### Fragmento del texto ###

La escena muestra a una niña que rodea
con uno de sus brazos a su muñeca de porcelana. Tanto la pequeña como su
juguete tienen el mismo peinado y la misma mirada fría, lo único que
las diferencia es el vestido y un sombrerito.
La colección Post mortem de Jorge
Bustamante abarca desde mediados del siglo XIX. Para ser exactos, estos
retratos surgieron años después del inicio de la fotografía, allá por
1839. Sin embargo, antes que Louis Daguerre hiciera público el invento
de la fotografía y mucho tiempo antes de los experimentos de
Joseph-Nicéphore Niépce, el ser humano ya buscaba perennizar ese último
instante.
Ejemplo de ello son los retratos de
personajes históricos en su lecho de muerte, como el del escritor Jean
Paul Marat, de estilo neoclásico, realizado por el pintor Jacques-Louis
David en 1793, cuando Francia vivía el reinado del terror. Aquí, en
Lima, contamos con el retrato post mortem de Isabel Flores de Oliva o
Santa Rosa de Lima. La historia da cuenta que a su deceso, su padre
pidió al pintor italiano Angelino Medoro que retratara a su hija. A él
le debemos la aproximación física al rostro de la santa.
-Si miras con atención, notarás que hay una especie de soporte detrás de la niña –dice Bustamante.
El soporte de madera al que hace mención
era usado tanto para las personas con vida como para las ya fallecidas.

### Información ###

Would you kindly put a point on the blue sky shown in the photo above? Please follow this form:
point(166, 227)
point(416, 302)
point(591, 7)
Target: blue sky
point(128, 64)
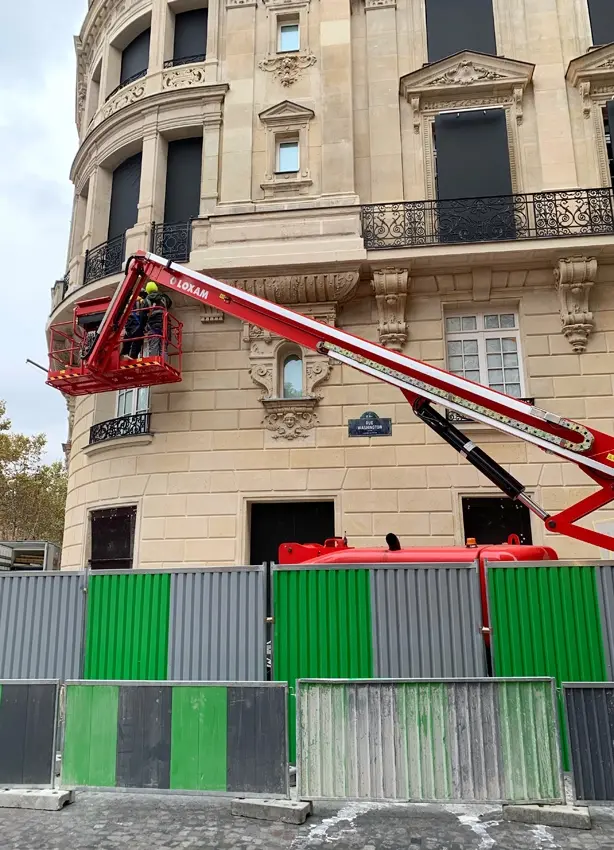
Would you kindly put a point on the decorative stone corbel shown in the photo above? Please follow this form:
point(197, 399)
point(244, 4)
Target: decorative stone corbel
point(288, 418)
point(390, 287)
point(574, 278)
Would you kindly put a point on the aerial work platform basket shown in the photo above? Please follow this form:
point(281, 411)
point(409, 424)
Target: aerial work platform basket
point(158, 361)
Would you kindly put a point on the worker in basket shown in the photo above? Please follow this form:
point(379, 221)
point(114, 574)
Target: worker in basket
point(135, 327)
point(158, 304)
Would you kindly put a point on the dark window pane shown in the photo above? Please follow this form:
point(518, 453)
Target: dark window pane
point(455, 25)
point(602, 20)
point(183, 179)
point(113, 538)
point(190, 34)
point(135, 57)
point(125, 196)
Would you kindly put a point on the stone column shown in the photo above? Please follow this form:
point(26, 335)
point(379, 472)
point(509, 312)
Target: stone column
point(240, 38)
point(337, 119)
point(574, 278)
point(391, 287)
point(384, 102)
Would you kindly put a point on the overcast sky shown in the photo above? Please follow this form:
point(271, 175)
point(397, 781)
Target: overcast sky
point(38, 141)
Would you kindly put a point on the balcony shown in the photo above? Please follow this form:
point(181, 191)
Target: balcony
point(104, 259)
point(172, 241)
point(542, 215)
point(123, 426)
point(185, 60)
point(456, 418)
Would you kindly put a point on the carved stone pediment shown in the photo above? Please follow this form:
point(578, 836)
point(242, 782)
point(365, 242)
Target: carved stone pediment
point(468, 76)
point(286, 112)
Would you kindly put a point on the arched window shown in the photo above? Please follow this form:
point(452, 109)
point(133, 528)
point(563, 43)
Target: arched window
point(292, 376)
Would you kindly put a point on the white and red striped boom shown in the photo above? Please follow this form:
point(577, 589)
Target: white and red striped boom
point(420, 383)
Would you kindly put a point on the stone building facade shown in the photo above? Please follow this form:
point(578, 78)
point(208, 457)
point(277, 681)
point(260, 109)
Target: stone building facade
point(444, 189)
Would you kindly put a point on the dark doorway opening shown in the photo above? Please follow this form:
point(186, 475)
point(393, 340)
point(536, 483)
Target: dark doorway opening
point(113, 538)
point(492, 520)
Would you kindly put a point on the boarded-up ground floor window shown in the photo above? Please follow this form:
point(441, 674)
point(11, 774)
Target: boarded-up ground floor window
point(112, 531)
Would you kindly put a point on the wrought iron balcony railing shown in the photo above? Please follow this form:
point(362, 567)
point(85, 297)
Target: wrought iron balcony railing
point(127, 82)
point(104, 259)
point(453, 416)
point(123, 426)
point(172, 241)
point(185, 60)
point(541, 215)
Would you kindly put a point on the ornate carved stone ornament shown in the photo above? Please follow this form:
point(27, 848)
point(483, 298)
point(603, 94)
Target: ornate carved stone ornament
point(391, 286)
point(294, 289)
point(593, 76)
point(287, 68)
point(467, 79)
point(574, 278)
point(288, 418)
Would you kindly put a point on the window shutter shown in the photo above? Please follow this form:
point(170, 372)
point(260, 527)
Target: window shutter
point(455, 25)
point(125, 196)
point(190, 34)
point(602, 21)
point(473, 162)
point(135, 57)
point(183, 171)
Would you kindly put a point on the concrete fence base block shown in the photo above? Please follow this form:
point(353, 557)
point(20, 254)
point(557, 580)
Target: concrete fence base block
point(48, 800)
point(286, 811)
point(569, 817)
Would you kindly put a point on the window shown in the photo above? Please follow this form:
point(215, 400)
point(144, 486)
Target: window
point(602, 21)
point(131, 402)
point(292, 376)
point(452, 26)
point(112, 538)
point(289, 37)
point(485, 348)
point(287, 157)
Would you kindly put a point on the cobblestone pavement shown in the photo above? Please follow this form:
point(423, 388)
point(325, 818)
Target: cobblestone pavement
point(143, 822)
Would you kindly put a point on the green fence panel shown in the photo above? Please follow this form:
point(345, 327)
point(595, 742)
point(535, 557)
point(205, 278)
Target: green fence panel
point(545, 621)
point(228, 739)
point(322, 629)
point(127, 626)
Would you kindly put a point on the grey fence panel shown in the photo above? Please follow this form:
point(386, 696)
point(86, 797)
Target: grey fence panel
point(605, 585)
point(478, 740)
point(590, 725)
point(217, 626)
point(41, 625)
point(427, 621)
point(28, 722)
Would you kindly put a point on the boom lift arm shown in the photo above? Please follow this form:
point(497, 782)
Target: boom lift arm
point(420, 383)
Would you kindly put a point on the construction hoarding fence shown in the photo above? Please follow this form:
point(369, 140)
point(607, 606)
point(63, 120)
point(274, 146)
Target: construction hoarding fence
point(388, 620)
point(590, 724)
point(489, 740)
point(28, 723)
point(41, 625)
point(188, 625)
point(226, 738)
point(545, 621)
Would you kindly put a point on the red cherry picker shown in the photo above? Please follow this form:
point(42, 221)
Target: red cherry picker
point(85, 357)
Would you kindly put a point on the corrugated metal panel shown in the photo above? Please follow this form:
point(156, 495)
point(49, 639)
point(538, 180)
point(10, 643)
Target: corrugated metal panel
point(426, 621)
point(41, 625)
point(590, 723)
point(217, 629)
point(229, 738)
point(127, 626)
point(429, 741)
point(545, 622)
point(28, 721)
point(605, 583)
point(322, 628)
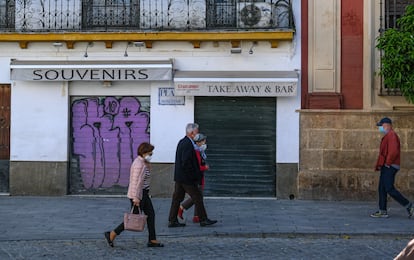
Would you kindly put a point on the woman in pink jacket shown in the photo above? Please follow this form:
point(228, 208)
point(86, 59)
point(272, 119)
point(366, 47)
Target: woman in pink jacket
point(139, 185)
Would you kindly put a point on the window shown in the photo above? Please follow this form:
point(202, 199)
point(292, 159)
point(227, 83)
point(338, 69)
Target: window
point(110, 14)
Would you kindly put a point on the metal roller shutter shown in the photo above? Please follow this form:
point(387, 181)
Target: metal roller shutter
point(105, 134)
point(241, 139)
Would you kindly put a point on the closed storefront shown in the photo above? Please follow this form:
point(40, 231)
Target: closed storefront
point(241, 145)
point(238, 113)
point(105, 134)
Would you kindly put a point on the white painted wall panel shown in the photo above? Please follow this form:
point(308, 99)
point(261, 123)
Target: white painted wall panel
point(39, 121)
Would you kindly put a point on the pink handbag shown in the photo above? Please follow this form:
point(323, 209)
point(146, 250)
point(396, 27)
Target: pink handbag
point(135, 222)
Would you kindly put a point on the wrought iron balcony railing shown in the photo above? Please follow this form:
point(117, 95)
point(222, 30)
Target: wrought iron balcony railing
point(144, 15)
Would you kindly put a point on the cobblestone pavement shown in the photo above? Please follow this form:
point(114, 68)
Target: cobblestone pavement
point(208, 248)
point(71, 227)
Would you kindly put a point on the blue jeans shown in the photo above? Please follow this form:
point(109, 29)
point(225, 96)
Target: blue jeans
point(386, 186)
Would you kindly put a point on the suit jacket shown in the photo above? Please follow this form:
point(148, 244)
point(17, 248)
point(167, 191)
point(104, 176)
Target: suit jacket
point(187, 169)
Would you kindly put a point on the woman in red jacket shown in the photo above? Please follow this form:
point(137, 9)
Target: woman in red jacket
point(200, 148)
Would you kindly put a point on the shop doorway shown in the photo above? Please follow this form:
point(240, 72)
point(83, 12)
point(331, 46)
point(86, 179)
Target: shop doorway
point(5, 97)
point(241, 139)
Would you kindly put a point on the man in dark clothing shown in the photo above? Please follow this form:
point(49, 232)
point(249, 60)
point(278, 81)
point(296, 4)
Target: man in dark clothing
point(187, 176)
point(388, 163)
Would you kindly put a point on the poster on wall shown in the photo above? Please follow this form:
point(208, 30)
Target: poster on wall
point(166, 96)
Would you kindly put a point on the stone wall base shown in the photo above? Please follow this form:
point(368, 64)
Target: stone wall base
point(348, 185)
point(286, 180)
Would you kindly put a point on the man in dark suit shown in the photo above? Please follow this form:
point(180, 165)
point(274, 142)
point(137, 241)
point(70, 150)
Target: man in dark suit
point(187, 176)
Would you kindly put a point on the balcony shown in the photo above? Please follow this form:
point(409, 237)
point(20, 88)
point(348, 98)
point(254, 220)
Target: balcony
point(72, 21)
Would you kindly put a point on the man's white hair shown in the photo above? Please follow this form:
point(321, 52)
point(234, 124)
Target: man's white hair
point(191, 127)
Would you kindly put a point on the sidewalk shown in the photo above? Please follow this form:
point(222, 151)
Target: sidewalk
point(73, 217)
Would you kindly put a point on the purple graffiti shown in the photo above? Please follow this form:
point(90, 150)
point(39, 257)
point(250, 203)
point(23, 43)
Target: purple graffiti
point(106, 135)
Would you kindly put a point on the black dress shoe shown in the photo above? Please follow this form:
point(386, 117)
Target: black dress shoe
point(150, 244)
point(176, 224)
point(207, 222)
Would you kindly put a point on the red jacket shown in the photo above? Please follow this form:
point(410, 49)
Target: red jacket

###

Tarea
En el fragmento sobre los retratos post mortem, ¿a qué pintor le pidió el padre de Santa Rosa de Lima que retratara a su hija? Para responder, basta con el fragmento.

Respuesta
Al pintor italiano Angelino Medoro.